[start ENTRIES SUPPLIED]

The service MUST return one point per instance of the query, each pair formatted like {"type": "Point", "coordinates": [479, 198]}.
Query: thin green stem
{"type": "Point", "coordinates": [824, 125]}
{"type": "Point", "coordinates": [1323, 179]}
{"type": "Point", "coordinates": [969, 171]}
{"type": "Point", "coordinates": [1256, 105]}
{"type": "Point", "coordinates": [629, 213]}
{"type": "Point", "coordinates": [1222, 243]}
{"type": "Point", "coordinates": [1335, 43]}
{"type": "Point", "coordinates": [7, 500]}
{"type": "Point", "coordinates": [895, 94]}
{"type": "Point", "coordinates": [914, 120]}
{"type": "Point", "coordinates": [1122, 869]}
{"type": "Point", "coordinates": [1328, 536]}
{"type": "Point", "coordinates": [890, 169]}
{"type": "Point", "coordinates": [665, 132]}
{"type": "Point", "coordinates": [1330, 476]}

[end ENTRIES SUPPLIED]
[start ENTRIES SUPPLIED]

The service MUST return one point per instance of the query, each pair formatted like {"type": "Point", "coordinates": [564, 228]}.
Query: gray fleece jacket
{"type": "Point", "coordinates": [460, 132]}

[end ENTRIES SUPPLIED]
[start ENTRIES SUPPLIED]

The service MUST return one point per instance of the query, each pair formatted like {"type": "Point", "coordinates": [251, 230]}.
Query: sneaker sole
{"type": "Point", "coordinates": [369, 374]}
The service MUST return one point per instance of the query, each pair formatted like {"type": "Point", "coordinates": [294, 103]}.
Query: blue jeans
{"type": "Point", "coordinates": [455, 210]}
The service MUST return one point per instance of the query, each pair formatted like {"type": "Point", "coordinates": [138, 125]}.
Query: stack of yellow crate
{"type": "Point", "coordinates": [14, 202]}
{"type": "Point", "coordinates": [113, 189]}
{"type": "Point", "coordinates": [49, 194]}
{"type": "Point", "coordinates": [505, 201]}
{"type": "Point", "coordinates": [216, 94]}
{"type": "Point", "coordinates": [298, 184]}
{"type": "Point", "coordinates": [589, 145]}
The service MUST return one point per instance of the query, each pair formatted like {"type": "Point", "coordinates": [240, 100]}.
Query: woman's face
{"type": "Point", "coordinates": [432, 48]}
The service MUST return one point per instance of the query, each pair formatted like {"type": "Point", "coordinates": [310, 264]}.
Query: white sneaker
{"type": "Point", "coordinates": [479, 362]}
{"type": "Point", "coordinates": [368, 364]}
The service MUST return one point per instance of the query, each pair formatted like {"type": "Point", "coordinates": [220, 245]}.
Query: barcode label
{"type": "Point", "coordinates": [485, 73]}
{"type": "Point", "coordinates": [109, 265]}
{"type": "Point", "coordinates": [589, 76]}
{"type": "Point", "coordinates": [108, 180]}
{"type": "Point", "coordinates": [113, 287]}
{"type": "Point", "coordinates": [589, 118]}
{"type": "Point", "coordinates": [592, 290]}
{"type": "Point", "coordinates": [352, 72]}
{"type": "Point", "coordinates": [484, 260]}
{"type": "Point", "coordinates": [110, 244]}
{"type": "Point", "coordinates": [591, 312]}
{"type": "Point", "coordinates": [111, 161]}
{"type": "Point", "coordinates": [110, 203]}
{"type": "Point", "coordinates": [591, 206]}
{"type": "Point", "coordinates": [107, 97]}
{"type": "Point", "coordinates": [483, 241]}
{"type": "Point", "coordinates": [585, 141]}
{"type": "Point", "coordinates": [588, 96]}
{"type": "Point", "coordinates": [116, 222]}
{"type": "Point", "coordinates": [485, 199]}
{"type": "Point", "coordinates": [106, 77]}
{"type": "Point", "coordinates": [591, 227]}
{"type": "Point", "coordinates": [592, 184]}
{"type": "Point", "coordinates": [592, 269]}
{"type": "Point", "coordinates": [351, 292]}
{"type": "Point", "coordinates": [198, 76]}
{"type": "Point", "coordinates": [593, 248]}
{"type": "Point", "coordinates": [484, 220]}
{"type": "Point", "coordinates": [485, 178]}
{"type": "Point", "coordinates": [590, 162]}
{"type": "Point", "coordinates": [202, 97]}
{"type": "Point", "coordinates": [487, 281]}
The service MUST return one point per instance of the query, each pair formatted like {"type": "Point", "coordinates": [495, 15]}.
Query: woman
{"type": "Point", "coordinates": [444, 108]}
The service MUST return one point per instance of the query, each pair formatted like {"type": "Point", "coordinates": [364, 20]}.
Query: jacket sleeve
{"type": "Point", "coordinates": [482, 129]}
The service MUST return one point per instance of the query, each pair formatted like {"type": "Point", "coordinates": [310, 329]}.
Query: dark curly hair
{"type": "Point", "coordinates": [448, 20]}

[end ENTRIES SUPPLIED]

**EXERCISE GOAL:**
Show every line above that contains the word "return". Copy each one in full.

**ANSWER TO THE EXERCISE:**
The service MUST return one point per instance of the query, each pair formatted like {"type": "Point", "coordinates": [479, 198]}.
The service MUST return one point per instance of the query, each pair formatted like {"type": "Point", "coordinates": [564, 228]}.
The service MUST return one point per instance of the query, each pair formatted like {"type": "Point", "coordinates": [251, 230]}.
The service MUST return one point per instance of the query, each pair formatted like {"type": "Point", "coordinates": [294, 103]}.
The service MUST return one point per instance of the query, each pair formatted like {"type": "Point", "coordinates": [138, 125]}.
The service MUST return one point per instance of the query, each pair formatted like {"type": "Point", "coordinates": [240, 100]}.
The service MUST return one point per instance of the query, each pair formatted like {"type": "Point", "coordinates": [310, 264]}.
The service MUST return one point per instance of the query, each pair formatted like {"type": "Point", "coordinates": [220, 245]}.
The service MUST return one point per instance of the query, each pair formatted like {"type": "Point", "coordinates": [495, 15]}.
The service MUST return one point per instance of the query, each pair formatted like {"type": "Point", "coordinates": [364, 20]}.
The service MUST return one point per instance of the query, each pair formatted like {"type": "Point", "coordinates": [310, 329]}.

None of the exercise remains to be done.